Untie

This comes from teh Green Truth today:

Many Saudis are lamenting the way family ties in the Kingdom have become weak, something that seems to have become one of the hallmarks of modern life and is in stark contrast to how people in the region used to live not so long ago.

I, for one, am not. I think family ties in the Kingdom are still strong. They are too strong, actually, that distant relatives somehow believe they have the freedom to intervene in your so-called modern life. This freedom, nevertheless, is limited to them and cannot be extended to you because first, who are you? and second, what do you know?

“Families are no longer what they used to be. The entire family system has disintegrated. You can nowadays find fathers and sons at loggerheads and cousins hostile to each other,” said one Saudi old man in Makkah who asked for his name not to be published.

* Questions *
1) In the post on Saudi family ties, what city was the old man in who asked that his name not be published?
2) Echo the part of the post on Saudi family ties that begins at the words "This comes from" and stops after "so long ago.".

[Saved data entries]
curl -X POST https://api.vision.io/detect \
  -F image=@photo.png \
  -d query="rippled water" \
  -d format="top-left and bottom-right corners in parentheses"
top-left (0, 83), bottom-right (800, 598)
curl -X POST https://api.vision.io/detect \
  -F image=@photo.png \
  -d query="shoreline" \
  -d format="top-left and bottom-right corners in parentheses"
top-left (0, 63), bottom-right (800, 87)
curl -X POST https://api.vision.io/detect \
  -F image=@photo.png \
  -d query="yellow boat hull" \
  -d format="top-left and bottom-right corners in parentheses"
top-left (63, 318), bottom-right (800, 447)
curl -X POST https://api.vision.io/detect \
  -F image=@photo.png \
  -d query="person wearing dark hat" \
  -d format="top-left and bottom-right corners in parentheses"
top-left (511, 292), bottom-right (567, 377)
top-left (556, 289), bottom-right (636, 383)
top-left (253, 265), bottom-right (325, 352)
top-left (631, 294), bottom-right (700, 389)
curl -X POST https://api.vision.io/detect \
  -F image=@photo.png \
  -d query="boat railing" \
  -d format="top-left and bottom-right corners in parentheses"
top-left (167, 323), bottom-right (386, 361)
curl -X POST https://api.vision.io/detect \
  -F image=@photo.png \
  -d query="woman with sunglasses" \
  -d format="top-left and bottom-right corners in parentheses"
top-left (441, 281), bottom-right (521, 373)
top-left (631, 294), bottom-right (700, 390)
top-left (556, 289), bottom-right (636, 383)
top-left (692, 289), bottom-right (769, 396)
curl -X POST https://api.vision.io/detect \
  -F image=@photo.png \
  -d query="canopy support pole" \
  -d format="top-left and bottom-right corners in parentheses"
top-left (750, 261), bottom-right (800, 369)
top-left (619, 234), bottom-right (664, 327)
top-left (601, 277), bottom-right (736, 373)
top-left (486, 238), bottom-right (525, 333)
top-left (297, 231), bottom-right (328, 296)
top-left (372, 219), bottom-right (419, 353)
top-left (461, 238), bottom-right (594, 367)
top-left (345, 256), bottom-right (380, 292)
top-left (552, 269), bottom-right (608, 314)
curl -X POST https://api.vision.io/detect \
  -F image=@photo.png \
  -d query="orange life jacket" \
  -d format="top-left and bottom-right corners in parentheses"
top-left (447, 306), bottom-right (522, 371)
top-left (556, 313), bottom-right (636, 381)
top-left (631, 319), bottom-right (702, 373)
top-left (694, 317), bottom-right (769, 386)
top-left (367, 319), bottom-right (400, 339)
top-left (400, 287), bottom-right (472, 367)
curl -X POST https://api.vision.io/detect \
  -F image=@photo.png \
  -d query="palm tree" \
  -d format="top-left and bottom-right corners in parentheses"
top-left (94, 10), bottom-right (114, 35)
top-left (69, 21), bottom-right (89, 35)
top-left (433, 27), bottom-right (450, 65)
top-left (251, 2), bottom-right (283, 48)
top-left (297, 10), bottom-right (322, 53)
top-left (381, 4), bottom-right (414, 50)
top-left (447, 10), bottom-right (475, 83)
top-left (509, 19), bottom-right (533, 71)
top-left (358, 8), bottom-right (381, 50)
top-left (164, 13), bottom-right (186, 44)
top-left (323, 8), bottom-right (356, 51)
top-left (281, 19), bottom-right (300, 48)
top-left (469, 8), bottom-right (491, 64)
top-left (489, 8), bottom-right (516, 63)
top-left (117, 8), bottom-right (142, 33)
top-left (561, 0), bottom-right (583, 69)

* Exercise solutions *
1) Makkah

2)
This comes from teh Green Truth today:

Many Saudis are lamenting the way family ties in the Kingdom have become weak, something that seems to have become one of the hallmarks of modern life and is in stark contrast to how people in the region used to live not so long ago.